### Problem to solve
Copy exactly the last part of the entries, starting from the line with "Target: black soccer cleat" and including the final line.

### The records
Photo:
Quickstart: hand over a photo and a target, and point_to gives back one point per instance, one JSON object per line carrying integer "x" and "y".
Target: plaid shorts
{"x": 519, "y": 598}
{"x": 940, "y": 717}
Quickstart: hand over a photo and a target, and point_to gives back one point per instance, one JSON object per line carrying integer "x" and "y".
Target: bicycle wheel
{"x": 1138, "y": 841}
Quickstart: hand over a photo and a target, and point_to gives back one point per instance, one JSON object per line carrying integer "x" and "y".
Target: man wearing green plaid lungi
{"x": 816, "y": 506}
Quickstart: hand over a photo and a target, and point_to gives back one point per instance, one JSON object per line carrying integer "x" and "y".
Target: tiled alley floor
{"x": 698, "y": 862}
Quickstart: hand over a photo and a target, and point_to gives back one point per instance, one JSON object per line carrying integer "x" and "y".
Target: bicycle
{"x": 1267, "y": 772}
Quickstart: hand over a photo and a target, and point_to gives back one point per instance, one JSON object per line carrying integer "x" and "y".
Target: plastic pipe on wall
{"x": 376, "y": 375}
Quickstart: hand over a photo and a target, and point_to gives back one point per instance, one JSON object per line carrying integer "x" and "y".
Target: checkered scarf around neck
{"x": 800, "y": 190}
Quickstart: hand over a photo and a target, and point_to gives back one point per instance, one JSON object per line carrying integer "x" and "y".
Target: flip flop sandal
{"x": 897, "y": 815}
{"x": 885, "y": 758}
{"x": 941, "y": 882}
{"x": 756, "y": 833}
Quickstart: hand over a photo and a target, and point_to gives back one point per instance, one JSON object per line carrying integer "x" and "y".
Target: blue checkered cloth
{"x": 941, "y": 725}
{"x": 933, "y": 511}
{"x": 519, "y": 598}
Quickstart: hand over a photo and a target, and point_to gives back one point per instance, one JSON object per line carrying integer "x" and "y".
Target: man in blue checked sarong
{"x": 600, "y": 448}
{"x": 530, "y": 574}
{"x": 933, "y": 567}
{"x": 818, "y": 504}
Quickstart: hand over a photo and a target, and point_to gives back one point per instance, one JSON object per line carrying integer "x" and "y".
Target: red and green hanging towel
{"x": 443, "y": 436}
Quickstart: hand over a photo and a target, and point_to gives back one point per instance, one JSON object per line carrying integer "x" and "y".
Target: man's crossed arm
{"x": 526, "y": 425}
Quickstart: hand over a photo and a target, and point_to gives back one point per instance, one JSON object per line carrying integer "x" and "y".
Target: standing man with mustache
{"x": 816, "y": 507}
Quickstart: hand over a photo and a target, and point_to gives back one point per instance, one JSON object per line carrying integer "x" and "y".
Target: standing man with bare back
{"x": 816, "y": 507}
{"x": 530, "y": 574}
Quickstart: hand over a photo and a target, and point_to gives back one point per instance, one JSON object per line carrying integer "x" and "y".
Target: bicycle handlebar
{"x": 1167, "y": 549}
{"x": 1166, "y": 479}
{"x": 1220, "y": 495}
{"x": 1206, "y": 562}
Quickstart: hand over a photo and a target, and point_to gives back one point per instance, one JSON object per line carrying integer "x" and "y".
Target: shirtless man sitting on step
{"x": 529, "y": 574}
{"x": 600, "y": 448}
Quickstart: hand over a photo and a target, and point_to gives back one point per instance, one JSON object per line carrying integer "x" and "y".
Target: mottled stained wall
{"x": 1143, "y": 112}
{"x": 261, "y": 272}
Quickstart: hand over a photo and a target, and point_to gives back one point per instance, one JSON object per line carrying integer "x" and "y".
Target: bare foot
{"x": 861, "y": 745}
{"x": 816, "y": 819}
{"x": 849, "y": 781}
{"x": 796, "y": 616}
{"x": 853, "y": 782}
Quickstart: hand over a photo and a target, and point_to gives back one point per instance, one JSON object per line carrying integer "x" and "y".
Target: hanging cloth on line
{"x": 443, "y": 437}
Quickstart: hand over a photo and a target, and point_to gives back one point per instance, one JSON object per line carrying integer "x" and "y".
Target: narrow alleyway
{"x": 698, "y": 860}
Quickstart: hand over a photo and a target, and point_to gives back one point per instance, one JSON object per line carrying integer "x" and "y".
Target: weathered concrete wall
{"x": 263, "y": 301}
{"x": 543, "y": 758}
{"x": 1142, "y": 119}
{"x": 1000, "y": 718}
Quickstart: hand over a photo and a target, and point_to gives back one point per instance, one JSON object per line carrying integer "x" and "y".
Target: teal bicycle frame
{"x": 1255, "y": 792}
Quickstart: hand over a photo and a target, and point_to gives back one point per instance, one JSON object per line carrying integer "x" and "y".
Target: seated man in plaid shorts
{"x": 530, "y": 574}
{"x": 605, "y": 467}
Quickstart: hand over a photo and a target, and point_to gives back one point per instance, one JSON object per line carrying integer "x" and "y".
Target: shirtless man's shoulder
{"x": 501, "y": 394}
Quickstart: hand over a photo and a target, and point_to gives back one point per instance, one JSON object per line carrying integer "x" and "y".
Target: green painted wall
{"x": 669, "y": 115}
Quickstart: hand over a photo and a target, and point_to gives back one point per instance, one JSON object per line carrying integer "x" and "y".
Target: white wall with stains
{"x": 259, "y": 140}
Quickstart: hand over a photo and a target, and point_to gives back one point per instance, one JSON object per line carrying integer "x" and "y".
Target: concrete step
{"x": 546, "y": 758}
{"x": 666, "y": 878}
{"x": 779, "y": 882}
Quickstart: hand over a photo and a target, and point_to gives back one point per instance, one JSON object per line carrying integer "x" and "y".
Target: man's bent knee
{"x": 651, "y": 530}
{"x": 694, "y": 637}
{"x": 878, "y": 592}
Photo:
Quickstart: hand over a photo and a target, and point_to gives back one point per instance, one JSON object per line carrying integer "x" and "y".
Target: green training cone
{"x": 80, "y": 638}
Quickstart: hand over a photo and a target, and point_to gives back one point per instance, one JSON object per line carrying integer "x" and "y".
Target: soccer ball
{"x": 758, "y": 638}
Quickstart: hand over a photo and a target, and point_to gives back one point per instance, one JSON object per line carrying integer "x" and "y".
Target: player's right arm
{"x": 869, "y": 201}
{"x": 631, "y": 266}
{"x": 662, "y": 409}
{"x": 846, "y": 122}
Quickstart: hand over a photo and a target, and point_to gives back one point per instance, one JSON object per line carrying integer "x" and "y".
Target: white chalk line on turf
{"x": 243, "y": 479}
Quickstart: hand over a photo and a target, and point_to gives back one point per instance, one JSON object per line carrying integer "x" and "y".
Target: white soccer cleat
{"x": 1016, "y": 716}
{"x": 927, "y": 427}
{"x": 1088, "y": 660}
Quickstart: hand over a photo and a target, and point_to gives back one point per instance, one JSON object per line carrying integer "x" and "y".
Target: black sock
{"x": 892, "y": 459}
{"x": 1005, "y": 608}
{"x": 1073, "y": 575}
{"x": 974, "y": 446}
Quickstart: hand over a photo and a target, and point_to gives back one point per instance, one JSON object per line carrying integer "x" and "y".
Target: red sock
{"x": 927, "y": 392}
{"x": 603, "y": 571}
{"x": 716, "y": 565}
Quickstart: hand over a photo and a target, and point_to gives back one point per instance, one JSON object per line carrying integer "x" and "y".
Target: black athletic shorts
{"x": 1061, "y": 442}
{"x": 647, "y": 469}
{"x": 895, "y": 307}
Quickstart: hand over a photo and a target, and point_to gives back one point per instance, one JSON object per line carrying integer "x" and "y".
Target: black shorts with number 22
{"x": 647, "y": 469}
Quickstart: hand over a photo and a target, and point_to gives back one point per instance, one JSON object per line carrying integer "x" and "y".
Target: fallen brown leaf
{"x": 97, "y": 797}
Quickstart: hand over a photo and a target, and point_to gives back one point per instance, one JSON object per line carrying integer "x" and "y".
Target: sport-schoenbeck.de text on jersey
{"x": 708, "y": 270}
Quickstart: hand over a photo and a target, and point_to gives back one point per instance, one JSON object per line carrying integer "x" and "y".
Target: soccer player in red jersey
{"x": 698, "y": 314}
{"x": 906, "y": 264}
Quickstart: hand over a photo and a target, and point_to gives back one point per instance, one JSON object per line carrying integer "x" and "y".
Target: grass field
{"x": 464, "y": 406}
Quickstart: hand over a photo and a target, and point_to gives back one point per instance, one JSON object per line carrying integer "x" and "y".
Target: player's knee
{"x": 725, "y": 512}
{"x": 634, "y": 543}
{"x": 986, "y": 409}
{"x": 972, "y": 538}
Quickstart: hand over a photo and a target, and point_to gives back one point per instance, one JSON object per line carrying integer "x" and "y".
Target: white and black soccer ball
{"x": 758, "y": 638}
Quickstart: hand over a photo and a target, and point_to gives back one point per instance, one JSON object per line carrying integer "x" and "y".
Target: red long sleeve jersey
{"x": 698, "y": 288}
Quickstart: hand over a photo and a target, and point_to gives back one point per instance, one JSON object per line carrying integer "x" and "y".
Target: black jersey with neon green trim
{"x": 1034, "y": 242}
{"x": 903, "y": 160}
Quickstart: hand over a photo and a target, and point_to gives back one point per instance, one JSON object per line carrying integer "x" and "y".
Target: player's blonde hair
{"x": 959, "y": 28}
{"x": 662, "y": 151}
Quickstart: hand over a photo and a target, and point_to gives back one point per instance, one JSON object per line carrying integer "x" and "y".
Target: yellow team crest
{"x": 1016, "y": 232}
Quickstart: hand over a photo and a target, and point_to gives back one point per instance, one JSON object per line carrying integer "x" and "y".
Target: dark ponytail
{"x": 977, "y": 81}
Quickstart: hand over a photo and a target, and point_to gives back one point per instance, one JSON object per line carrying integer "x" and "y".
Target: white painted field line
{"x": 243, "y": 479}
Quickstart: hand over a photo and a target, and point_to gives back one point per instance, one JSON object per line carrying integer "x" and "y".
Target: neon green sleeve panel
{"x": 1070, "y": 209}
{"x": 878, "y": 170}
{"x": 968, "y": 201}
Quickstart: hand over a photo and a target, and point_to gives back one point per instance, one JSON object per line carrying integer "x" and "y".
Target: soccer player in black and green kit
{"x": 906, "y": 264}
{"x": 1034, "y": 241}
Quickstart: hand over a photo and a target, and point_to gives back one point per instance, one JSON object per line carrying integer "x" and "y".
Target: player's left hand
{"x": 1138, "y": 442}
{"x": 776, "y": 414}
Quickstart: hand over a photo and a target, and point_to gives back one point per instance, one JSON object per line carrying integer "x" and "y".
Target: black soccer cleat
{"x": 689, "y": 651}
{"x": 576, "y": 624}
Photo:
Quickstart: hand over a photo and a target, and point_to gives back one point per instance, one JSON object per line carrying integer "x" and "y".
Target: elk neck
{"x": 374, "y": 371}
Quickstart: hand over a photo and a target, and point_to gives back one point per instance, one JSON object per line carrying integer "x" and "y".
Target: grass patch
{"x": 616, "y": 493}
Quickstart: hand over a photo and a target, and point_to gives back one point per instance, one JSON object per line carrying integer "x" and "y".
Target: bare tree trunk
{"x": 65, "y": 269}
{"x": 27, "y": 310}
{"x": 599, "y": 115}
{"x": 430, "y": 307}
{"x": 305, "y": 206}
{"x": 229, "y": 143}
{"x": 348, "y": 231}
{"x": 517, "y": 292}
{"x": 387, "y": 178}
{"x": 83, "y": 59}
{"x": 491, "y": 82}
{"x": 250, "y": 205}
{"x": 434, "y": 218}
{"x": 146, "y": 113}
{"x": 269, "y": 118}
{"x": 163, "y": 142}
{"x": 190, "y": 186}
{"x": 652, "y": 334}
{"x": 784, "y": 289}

### Task output
Target: black soccer cleat
{"x": 689, "y": 651}
{"x": 576, "y": 624}
Photo:
Quickstart: hand over a photo and a target, and point_to gives back one point per instance, one JSON object per line carrying integer "x" and "y".
Target: elk neck
{"x": 374, "y": 371}
Quickstart: hand over a photo and a target, and point_to gives back one point per instance, one JSON object per line carrying integer "x" and "y".
Target: grass patch
{"x": 616, "y": 493}
Quickstart: hand over a photo and a target, and point_to gives back one point per instance, one JSON object per line carrying integer "x" and "y".
Target: bare tree trunk
{"x": 65, "y": 269}
{"x": 27, "y": 310}
{"x": 599, "y": 115}
{"x": 430, "y": 307}
{"x": 305, "y": 206}
{"x": 229, "y": 143}
{"x": 348, "y": 231}
{"x": 517, "y": 292}
{"x": 387, "y": 178}
{"x": 83, "y": 59}
{"x": 491, "y": 82}
{"x": 250, "y": 205}
{"x": 434, "y": 218}
{"x": 146, "y": 113}
{"x": 269, "y": 118}
{"x": 163, "y": 142}
{"x": 190, "y": 186}
{"x": 652, "y": 334}
{"x": 784, "y": 289}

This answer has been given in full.